WRITTEN EXERCISE: Reproduce every line of the material below, including the text lines, but leave out the picture. Offset each coordinate in the point answers by -17.

Location identification items:
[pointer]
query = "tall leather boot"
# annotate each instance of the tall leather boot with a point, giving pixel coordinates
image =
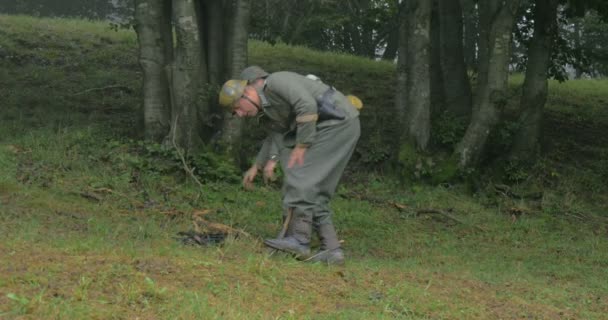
(298, 242)
(330, 251)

SOLUTION FOR THIS EXERCISE:
[pointer]
query = "tall leather boot"
# annotate each instance of the tall leather boot with a point, giving pixel coordinates
image =
(281, 225)
(313, 234)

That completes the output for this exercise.